**Set problem**. Every line from the one that contains "Identify each instance of the tree" to the last line of the listing below should be quoted verbatim. Pictures are excluded.

**Listing**.
_ _ _

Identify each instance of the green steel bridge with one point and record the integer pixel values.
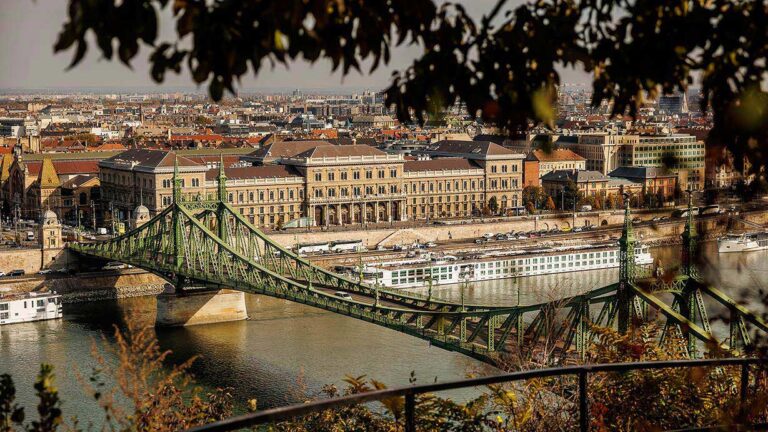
(202, 240)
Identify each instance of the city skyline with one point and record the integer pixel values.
(27, 61)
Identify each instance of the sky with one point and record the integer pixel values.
(29, 28)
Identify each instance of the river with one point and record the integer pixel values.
(285, 350)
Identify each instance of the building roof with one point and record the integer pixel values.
(148, 159)
(63, 167)
(641, 172)
(439, 165)
(285, 149)
(557, 155)
(251, 172)
(78, 180)
(331, 151)
(48, 177)
(5, 166)
(471, 149)
(577, 176)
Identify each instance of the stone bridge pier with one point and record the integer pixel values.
(193, 306)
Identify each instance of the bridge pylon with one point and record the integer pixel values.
(625, 295)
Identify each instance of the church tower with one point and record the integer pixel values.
(50, 231)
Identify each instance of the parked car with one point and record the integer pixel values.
(114, 265)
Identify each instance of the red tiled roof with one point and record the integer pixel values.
(265, 171)
(201, 137)
(341, 151)
(556, 155)
(65, 167)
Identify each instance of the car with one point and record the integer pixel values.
(342, 294)
(114, 265)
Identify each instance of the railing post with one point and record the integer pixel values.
(744, 384)
(583, 402)
(410, 412)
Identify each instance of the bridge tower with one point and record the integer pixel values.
(625, 297)
(690, 239)
(222, 197)
(178, 224)
(690, 300)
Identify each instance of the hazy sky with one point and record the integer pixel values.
(28, 30)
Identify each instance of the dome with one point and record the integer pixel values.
(50, 217)
(140, 212)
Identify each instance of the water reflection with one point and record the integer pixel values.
(286, 350)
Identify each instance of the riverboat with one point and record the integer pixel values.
(30, 307)
(417, 272)
(746, 242)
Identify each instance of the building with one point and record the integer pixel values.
(557, 159)
(33, 184)
(603, 152)
(659, 184)
(135, 177)
(680, 153)
(590, 186)
(324, 183)
(587, 183)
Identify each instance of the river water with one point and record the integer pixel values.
(285, 350)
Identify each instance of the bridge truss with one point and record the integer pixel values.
(205, 241)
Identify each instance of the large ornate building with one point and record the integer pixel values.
(327, 184)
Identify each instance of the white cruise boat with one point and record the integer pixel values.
(499, 265)
(30, 307)
(746, 242)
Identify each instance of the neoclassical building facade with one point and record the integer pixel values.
(325, 184)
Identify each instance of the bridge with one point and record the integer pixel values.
(202, 240)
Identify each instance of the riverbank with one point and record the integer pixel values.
(86, 287)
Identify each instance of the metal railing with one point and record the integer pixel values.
(410, 392)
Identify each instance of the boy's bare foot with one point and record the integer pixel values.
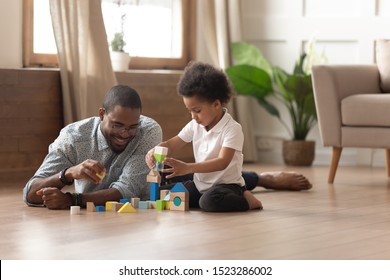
(253, 202)
(290, 181)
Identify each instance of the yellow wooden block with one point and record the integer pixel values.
(109, 205)
(127, 208)
(135, 201)
(179, 201)
(153, 177)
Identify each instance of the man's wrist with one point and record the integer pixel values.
(76, 199)
(63, 178)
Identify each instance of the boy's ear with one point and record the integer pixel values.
(102, 111)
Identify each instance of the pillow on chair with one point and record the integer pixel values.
(382, 54)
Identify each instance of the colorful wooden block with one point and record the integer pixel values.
(154, 191)
(153, 176)
(135, 201)
(116, 207)
(127, 208)
(91, 207)
(124, 200)
(152, 204)
(75, 210)
(160, 205)
(179, 201)
(164, 194)
(100, 208)
(109, 205)
(143, 205)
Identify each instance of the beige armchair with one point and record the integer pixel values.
(352, 109)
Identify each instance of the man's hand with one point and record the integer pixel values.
(89, 169)
(53, 198)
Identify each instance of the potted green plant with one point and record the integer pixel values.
(253, 75)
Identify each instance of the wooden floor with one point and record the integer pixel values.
(347, 220)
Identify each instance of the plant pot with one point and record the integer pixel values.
(120, 61)
(298, 152)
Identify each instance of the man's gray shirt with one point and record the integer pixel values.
(84, 140)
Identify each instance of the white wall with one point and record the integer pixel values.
(11, 33)
(344, 29)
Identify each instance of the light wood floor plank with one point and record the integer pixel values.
(347, 220)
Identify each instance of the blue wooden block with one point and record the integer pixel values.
(100, 209)
(124, 200)
(179, 187)
(154, 191)
(143, 205)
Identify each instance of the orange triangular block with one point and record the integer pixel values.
(127, 208)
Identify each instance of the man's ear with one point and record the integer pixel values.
(102, 111)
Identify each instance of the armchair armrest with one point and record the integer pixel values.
(331, 84)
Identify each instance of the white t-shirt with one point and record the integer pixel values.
(207, 145)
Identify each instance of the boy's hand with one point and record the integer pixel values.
(178, 168)
(150, 160)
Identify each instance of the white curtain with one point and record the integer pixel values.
(85, 64)
(221, 26)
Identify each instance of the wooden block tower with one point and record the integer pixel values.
(154, 180)
(160, 153)
(179, 198)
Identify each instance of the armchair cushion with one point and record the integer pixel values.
(383, 61)
(372, 110)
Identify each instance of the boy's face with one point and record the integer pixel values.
(119, 126)
(203, 112)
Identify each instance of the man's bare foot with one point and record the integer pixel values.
(253, 202)
(288, 181)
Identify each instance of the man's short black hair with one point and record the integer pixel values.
(122, 95)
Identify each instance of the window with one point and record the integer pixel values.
(159, 34)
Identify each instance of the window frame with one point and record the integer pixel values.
(31, 59)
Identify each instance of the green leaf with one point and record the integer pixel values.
(244, 53)
(250, 80)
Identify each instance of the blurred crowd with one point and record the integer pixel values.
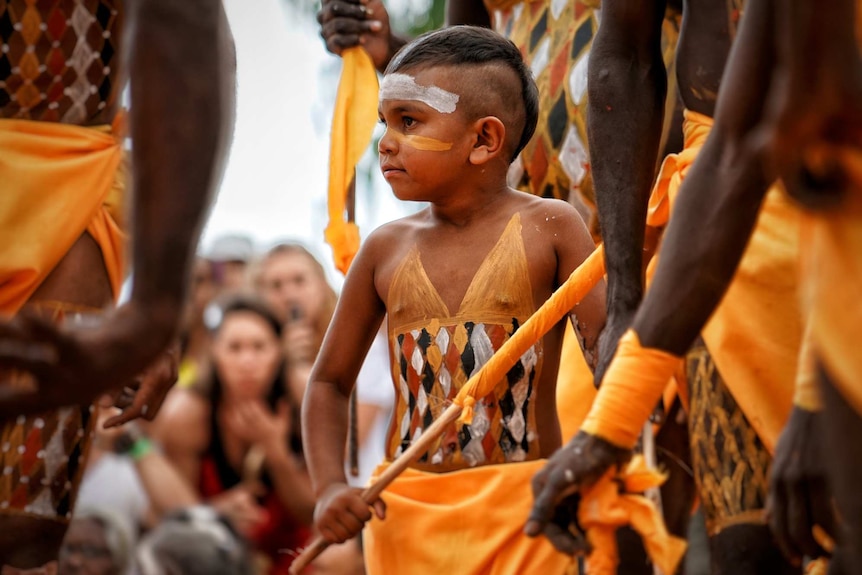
(217, 483)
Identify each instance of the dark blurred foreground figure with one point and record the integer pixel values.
(790, 108)
(195, 541)
(61, 261)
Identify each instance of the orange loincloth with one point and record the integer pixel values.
(468, 522)
(58, 182)
(755, 334)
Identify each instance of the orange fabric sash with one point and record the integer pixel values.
(615, 501)
(352, 124)
(58, 181)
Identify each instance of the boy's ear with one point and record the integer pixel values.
(490, 139)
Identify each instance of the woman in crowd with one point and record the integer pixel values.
(294, 283)
(237, 441)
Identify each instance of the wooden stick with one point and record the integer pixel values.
(373, 491)
(593, 268)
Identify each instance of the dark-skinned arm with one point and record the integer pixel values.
(180, 58)
(627, 86)
(702, 247)
(469, 12)
(708, 233)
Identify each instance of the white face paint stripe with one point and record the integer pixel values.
(404, 87)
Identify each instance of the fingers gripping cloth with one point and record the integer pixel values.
(576, 287)
(632, 386)
(616, 500)
(352, 125)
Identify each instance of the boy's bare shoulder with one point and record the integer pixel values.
(380, 244)
(548, 213)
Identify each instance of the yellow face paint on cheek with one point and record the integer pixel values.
(420, 142)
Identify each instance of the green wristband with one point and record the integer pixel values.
(141, 447)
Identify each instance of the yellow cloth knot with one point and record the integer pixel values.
(352, 125)
(616, 500)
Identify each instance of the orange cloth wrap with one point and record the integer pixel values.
(755, 333)
(58, 182)
(580, 282)
(467, 522)
(616, 500)
(352, 125)
(635, 381)
(575, 389)
(831, 273)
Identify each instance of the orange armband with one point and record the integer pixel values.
(630, 391)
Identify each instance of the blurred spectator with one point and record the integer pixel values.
(194, 335)
(194, 541)
(344, 559)
(238, 443)
(230, 255)
(98, 542)
(294, 283)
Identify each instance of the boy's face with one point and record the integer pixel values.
(428, 138)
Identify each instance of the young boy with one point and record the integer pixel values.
(456, 280)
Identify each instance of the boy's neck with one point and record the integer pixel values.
(462, 209)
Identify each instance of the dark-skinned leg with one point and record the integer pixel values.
(30, 536)
(842, 427)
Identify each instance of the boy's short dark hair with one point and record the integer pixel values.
(472, 45)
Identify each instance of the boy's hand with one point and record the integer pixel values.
(341, 513)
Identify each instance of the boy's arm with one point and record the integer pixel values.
(588, 317)
(340, 512)
(627, 86)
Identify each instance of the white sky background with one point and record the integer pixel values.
(275, 183)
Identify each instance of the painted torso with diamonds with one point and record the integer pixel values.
(59, 60)
(435, 351)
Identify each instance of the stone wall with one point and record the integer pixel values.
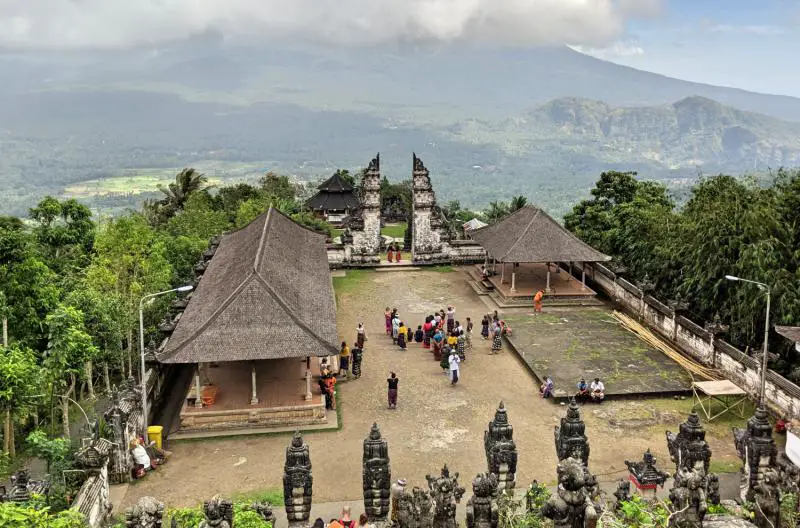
(693, 340)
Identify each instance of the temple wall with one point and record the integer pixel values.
(690, 338)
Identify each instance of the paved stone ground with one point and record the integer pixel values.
(567, 343)
(434, 424)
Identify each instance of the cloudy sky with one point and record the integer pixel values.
(740, 43)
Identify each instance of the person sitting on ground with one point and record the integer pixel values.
(346, 521)
(598, 390)
(546, 390)
(419, 335)
(583, 389)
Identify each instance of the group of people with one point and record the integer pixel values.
(594, 391)
(393, 254)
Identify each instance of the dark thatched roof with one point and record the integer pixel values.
(266, 294)
(333, 201)
(792, 333)
(531, 235)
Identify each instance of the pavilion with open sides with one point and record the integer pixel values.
(533, 245)
(263, 311)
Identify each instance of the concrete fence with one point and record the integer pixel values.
(694, 341)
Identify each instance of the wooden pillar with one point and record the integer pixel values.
(308, 385)
(198, 402)
(254, 394)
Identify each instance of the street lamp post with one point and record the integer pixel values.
(765, 288)
(141, 341)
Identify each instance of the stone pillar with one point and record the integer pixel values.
(254, 394)
(308, 385)
(198, 402)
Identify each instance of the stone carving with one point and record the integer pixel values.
(430, 236)
(766, 495)
(571, 506)
(757, 450)
(297, 481)
(362, 230)
(377, 475)
(689, 447)
(501, 451)
(416, 509)
(446, 493)
(218, 512)
(645, 474)
(148, 513)
(623, 493)
(482, 511)
(688, 499)
(570, 436)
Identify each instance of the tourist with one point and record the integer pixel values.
(583, 389)
(361, 335)
(497, 340)
(392, 381)
(451, 318)
(537, 301)
(597, 390)
(461, 346)
(454, 370)
(401, 335)
(427, 330)
(419, 335)
(546, 390)
(346, 521)
(356, 355)
(344, 360)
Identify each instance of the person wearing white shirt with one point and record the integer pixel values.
(597, 390)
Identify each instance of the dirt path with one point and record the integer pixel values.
(435, 423)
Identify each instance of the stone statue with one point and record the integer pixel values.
(377, 476)
(689, 447)
(688, 498)
(482, 509)
(148, 513)
(766, 494)
(623, 493)
(416, 509)
(570, 436)
(571, 506)
(501, 451)
(645, 474)
(446, 493)
(297, 481)
(757, 450)
(218, 512)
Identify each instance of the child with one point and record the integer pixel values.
(419, 335)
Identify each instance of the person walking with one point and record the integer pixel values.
(454, 370)
(392, 381)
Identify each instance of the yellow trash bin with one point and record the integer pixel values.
(154, 434)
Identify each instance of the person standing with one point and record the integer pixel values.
(454, 360)
(392, 381)
(361, 335)
(344, 360)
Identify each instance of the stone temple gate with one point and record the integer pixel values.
(362, 243)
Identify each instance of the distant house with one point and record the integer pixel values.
(335, 200)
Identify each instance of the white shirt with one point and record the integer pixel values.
(140, 456)
(454, 361)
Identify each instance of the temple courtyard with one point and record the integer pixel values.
(436, 423)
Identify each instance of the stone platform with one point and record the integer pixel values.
(566, 344)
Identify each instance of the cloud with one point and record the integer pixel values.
(93, 24)
(616, 50)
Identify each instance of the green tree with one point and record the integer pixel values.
(19, 379)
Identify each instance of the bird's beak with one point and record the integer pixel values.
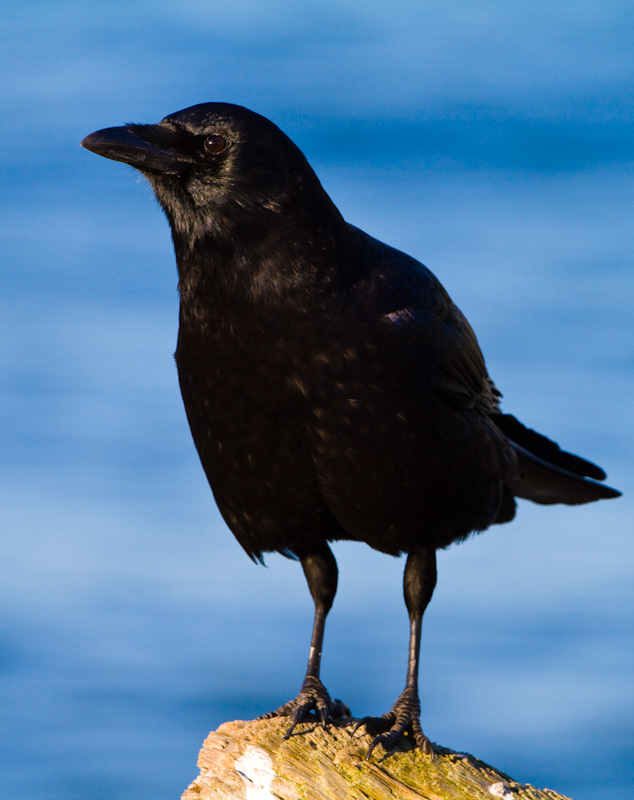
(126, 145)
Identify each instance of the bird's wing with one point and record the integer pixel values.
(404, 295)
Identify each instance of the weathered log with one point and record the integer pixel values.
(251, 761)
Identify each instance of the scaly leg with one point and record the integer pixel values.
(419, 581)
(320, 569)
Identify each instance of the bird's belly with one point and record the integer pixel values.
(398, 479)
(258, 462)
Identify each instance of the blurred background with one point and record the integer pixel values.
(493, 141)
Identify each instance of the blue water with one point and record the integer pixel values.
(492, 141)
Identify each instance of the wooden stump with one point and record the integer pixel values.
(250, 761)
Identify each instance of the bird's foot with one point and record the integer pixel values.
(403, 718)
(312, 697)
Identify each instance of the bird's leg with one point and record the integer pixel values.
(419, 581)
(320, 569)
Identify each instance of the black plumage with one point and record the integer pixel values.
(332, 388)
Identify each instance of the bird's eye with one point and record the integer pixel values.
(215, 143)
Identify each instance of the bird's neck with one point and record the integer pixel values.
(279, 269)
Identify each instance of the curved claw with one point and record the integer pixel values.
(312, 697)
(403, 718)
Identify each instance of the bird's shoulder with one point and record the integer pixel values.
(398, 293)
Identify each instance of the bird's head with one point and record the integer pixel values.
(214, 166)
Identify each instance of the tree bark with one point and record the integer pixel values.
(250, 761)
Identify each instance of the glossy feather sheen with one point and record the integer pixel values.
(332, 388)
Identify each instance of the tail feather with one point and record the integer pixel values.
(547, 474)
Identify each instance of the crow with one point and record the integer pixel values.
(332, 388)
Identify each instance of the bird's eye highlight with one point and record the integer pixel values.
(215, 143)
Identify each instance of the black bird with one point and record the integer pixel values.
(332, 388)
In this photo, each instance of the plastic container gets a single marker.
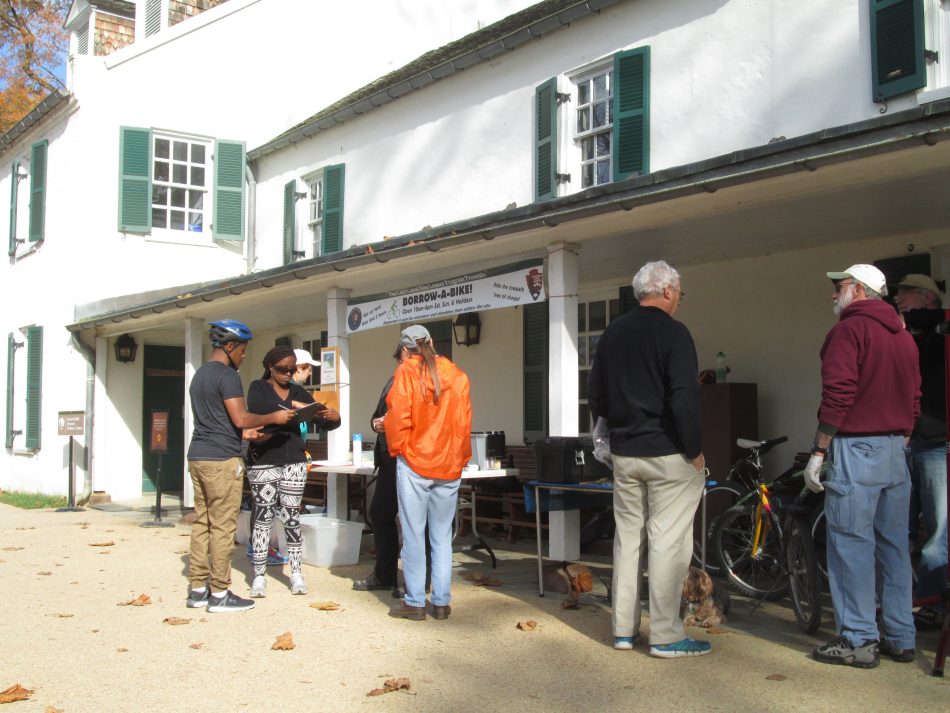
(328, 542)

_ _ _

**Exercise result**.
Identify each instance of the tree bark with one point and record the integer pixel values.
(250, 761)
Identify each instance of the glossy feather sheen with one point and record the integer pixel values.
(332, 388)
Identify each instance of the tail feather with one point and record the integer pixel values.
(547, 474)
Identify each instance of the crow with one point and record the integer pixel values.
(332, 388)
Identify each instance of the bird's eye highlight with one point and record the integer pixel values.
(215, 143)
Identify each instance of the black bird with one point and record the integer pixel values.
(332, 388)
In this photo, each instance of the plastic container gets a single marker.
(328, 542)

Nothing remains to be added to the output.